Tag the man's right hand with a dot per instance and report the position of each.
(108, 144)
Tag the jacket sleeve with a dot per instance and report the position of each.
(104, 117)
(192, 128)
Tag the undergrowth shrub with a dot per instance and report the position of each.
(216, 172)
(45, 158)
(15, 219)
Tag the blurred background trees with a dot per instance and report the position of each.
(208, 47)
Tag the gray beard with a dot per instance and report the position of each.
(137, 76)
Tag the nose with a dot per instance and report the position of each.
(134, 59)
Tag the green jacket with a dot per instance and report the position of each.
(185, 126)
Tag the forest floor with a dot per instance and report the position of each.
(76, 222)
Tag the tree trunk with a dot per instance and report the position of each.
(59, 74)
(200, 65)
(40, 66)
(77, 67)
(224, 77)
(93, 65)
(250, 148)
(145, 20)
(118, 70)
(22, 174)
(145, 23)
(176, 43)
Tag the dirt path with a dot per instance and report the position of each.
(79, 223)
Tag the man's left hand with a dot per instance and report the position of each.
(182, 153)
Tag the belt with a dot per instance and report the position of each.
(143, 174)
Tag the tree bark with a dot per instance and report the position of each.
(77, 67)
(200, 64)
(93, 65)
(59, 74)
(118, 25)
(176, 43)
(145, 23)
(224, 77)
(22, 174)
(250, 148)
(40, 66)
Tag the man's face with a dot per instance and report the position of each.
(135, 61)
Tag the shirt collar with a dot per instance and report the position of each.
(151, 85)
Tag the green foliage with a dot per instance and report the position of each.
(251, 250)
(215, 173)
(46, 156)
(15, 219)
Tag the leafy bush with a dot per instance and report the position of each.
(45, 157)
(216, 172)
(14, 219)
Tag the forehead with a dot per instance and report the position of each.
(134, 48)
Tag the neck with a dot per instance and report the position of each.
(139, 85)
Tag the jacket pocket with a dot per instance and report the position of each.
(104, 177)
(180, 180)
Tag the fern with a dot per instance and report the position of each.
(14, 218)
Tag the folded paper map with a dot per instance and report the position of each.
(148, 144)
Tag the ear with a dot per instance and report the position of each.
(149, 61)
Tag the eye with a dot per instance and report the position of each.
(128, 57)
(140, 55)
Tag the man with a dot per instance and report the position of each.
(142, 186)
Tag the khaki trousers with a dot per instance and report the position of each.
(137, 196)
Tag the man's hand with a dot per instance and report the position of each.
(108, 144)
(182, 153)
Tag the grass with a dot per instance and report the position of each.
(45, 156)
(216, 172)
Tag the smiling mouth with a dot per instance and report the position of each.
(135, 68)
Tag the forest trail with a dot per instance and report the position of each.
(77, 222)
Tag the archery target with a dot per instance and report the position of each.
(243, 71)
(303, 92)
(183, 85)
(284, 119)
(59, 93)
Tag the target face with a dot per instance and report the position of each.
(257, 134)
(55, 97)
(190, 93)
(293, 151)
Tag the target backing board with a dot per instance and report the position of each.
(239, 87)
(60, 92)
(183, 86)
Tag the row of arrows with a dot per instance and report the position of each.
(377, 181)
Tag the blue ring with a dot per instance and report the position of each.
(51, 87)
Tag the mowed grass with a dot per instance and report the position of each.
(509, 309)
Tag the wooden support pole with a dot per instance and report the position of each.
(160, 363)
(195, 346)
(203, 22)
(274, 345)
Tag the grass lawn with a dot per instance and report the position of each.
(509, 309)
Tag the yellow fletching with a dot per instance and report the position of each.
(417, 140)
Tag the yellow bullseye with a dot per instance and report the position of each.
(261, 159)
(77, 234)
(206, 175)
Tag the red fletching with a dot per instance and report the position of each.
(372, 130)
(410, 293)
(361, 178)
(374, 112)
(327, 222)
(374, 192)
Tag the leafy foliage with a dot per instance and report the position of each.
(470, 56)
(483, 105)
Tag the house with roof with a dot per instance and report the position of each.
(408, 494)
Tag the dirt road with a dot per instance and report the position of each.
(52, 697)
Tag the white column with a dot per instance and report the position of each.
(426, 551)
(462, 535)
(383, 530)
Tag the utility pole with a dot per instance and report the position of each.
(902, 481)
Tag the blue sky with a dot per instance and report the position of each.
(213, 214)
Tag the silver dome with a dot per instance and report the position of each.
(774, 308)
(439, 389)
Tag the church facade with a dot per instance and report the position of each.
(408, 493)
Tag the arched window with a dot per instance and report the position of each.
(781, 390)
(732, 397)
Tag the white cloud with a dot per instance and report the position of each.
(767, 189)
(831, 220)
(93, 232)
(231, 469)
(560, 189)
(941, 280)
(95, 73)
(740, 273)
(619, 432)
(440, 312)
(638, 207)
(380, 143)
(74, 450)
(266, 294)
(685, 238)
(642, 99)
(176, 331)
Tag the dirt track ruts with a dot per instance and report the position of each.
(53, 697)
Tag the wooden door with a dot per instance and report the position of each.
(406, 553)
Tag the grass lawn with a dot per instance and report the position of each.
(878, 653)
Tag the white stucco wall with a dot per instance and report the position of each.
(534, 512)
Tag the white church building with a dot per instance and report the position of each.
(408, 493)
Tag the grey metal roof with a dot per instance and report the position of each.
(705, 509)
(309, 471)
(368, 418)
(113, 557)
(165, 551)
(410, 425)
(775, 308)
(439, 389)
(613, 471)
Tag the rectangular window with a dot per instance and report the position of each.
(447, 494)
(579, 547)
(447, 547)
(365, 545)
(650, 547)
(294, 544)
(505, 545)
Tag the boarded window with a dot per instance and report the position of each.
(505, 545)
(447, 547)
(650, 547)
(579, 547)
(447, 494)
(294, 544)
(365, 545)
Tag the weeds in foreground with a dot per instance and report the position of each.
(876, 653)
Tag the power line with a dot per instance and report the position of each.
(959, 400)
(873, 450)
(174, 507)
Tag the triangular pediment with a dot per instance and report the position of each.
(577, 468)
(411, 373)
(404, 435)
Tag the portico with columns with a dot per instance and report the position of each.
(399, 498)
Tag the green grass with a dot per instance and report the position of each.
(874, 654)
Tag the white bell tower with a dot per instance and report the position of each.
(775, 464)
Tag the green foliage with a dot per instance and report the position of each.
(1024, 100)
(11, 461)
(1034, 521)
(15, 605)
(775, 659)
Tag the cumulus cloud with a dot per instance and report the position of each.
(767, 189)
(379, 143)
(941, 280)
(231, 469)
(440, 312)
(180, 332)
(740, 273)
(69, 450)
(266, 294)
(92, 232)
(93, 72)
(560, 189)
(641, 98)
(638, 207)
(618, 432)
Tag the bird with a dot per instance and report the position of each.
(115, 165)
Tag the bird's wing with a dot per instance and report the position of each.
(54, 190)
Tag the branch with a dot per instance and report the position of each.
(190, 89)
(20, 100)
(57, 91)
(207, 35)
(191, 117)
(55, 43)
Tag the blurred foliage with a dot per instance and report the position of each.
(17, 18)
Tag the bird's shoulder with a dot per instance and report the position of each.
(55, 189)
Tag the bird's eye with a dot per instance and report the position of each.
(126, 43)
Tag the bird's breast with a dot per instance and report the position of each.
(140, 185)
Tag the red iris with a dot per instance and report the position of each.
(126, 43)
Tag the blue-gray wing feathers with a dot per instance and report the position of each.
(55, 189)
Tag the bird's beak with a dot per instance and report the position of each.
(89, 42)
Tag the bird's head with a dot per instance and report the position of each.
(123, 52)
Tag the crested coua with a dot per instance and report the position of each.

▸ **Problem statement**: Each line of the material above must be retyped precisely.

▸ **Exercise result**:
Tag the man's right hand with a dot per instance and report the position of each.
(108, 144)
Tag the jacket sleeve with a dot per instance and report the position of each.
(104, 117)
(192, 128)
Tag the undergrowth shrub with a dot per instance and report the position of each.
(216, 172)
(45, 158)
(15, 219)
Tag the blurred background trees with a dot per instance and report the position of each.
(208, 47)
Tag the gray beard with a dot per instance and report the position of each.
(137, 76)
Tag the nose with a dot per instance and report the position of each.
(134, 59)
Tag the green jacket with a dot per instance and report the position of each.
(185, 126)
Tag the forest floor with a dot per instance and report the position of each.
(76, 222)
Tag the tree trunk with a dot per instance and report the position of each.
(59, 74)
(200, 65)
(40, 66)
(77, 67)
(224, 77)
(93, 65)
(250, 148)
(145, 20)
(118, 70)
(22, 174)
(145, 23)
(176, 43)
Tag the dirt path with a dot per instance and report the position of each.
(79, 223)
Tag the man's left hand with a dot per instance and report the position of each.
(182, 153)
Tag the belt with a dot per instance and report the position of each.
(143, 174)
Tag the tree bark with a dot per instance and report the position of each.
(77, 67)
(200, 64)
(93, 65)
(59, 74)
(118, 25)
(176, 43)
(145, 23)
(224, 77)
(22, 174)
(250, 148)
(40, 66)
Tag the man's face with a dot per instance and report the position of each.
(135, 61)
Tag the shirt collar with a dot per instance and report the position of each.
(151, 85)
Tag the green foliage with a dot per instance and report the position of each.
(251, 250)
(215, 173)
(46, 156)
(15, 219)
Tag the leafy bush with a dot per instance and report the position of each.
(45, 157)
(216, 172)
(14, 219)
Tag the forehead with a dot per instance and report the position of each.
(134, 48)
Tag the neck with a dot per instance and report the position of each.
(139, 85)
Tag the jacket pocket with a dot per instance and report the position of each.
(104, 177)
(180, 180)
Tag the fern with a dot per instance and report the position of each.
(14, 218)
Tag the folded paper map with a dot per instance and report the position of each.
(148, 144)
Tag the ear with a dot per instance and report the position of each.
(149, 61)
Tag the eye with a dot per instance and report the position of each.
(128, 57)
(140, 55)
Tag the man with a dot per instance and report the position of each.
(142, 186)
Tag the khaki trousers with a dot per instance and report the position of each.
(137, 196)
Tag the man's hand with a dot per instance and report the position of each.
(108, 144)
(182, 153)
Tag the grass with a dot per instance and report the position of each.
(45, 156)
(216, 172)
Tag the smiling mouth with a dot per instance and report the position of each.
(135, 68)
Tag the forest trail with a dot per instance and report the position of each.
(77, 222)
Tag the archery target with a dot per instance and report the position of each.
(243, 71)
(303, 92)
(183, 85)
(284, 119)
(59, 93)
Tag the target face with a dot per instance and report the position of each.
(257, 134)
(55, 97)
(190, 93)
(293, 151)
Tag the target backing board with a dot per instance and report the position of each.
(239, 87)
(60, 92)
(183, 86)
Tag the row of arrows with a dot per instance and report the position of each.
(377, 181)
Tag the blue ring with a dot per instance and report the position of each.
(51, 87)
Tag the mowed grass with a dot per instance and report the position of each.
(509, 309)
Tag the wooden support pole with a dot per instance and report the position of each.
(160, 363)
(195, 346)
(203, 22)
(274, 345)
Tag the grass lawn with a dot per instance and report the position of each.
(509, 309)
Tag the yellow fletching with a dot per instance and report the position of each.
(417, 140)
Tag the yellow bullseye with a dot per instance and report the position of each.
(261, 159)
(77, 234)
(206, 175)
Tag the red fletching with a dot per instance and report the position of each.
(372, 130)
(410, 293)
(361, 178)
(374, 112)
(327, 222)
(374, 192)
Tag the leafy foliage with a dot per instance and report the position of each.
(470, 56)
(483, 105)
Tag the house with roof with a dot per instance and report the position of each.
(408, 494)
Tag the dirt road with a dot per instance and report the position of each.
(52, 697)
Tag the white column with a dot per instance and report the position of each.
(426, 551)
(462, 535)
(383, 530)
Tag the utility pole with a dot per instance and report the position of each.
(902, 481)
Tag the blue sky with a dot per instance and report the position of each.
(213, 214)
Tag the silver dome with a dot per instance and report the position of each.
(774, 308)
(439, 389)
Tag the church facade with a dot per instance and report the position of each.
(408, 493)
Tag the arched window with a dot per instance and report the position of each.
(781, 390)
(732, 397)
Tag the white cloud with a dot per instance and report the position of each.
(767, 189)
(831, 220)
(93, 232)
(231, 469)
(560, 189)
(941, 280)
(95, 73)
(740, 273)
(619, 432)
(440, 312)
(638, 207)
(380, 143)
(74, 450)
(266, 294)
(685, 238)
(642, 99)
(176, 331)
Tag the dirt track ruts with a dot per instance and report the position of each.
(53, 697)
Tag the wooden door with a dot per instance and report the position of each.
(406, 553)
Tag the grass lawn with a dot per instance and report the position of each.
(878, 653)
Tag the white stucco wall with a dot per instance and report the position of each.
(534, 512)
Tag the white church building with a dot per instance and report the position of each.
(408, 493)
Tag the grey metal roof with a dot per instance and report the position of each.
(705, 509)
(309, 471)
(368, 418)
(113, 557)
(165, 551)
(410, 425)
(775, 308)
(439, 389)
(613, 471)
Tag the rectangular window with a dot per instance and report the position of each.
(447, 494)
(579, 547)
(447, 547)
(365, 545)
(650, 547)
(294, 544)
(505, 545)
Tag the boarded window with a dot per instance and report the position of each.
(505, 545)
(447, 547)
(650, 547)
(579, 547)
(447, 494)
(294, 544)
(365, 545)
Tag the weeds in foreground with a dot per instance and report the position of each.
(876, 653)
Tag the power line with a dot per instance and report the position of each.
(959, 400)
(873, 450)
(174, 507)
Tag the triangular pediment with a dot per instance and report the position of each.
(577, 468)
(411, 373)
(404, 435)
Tag the portico with columns with a dot per instance and report the position of each.
(399, 498)
Tag the green grass with a dot per instance and report the position of each.
(874, 654)
Tag the white bell tower with a dot per instance and report the position of each.
(775, 464)
Tag the green foliage with a dot per instance and report the position of each.
(1024, 100)
(11, 461)
(1034, 521)
(15, 605)
(775, 659)
Tag the cumulus cloud with a dot per instance and report the position of each.
(767, 189)
(379, 143)
(941, 280)
(231, 469)
(440, 312)
(180, 332)
(740, 273)
(69, 450)
(266, 294)
(92, 232)
(93, 72)
(560, 189)
(641, 98)
(638, 207)
(618, 432)
Tag the bird with a dot per instance and report the position of each.
(115, 165)
Tag the bird's wing with a dot per instance and report the position of each.
(54, 190)
Tag the branch with a dot per instance and report the position of each.
(190, 89)
(20, 100)
(57, 91)
(207, 35)
(191, 117)
(55, 43)
Tag the blurred foliage with a dot per instance and report the position of each.
(17, 18)
Tag the bird's shoulder with a dot per instance and report the position of each.
(55, 189)
Tag the bird's eye with a dot per instance and report the position of each.
(126, 43)
Tag the bird's breast with a dot per instance and report the position of each.
(140, 185)
Tag the red iris with a dot per instance and report the position of each.
(126, 43)
Tag the blue-gray wing feathers with a dot per instance and report the position of each.
(55, 189)
Tag the bird's beak with a dot per instance and report the position of each.
(89, 42)
Tag the bird's head with a dot per instance and report the position of each.
(123, 52)
Tag the crested coua with a dot per instance and report the position of each.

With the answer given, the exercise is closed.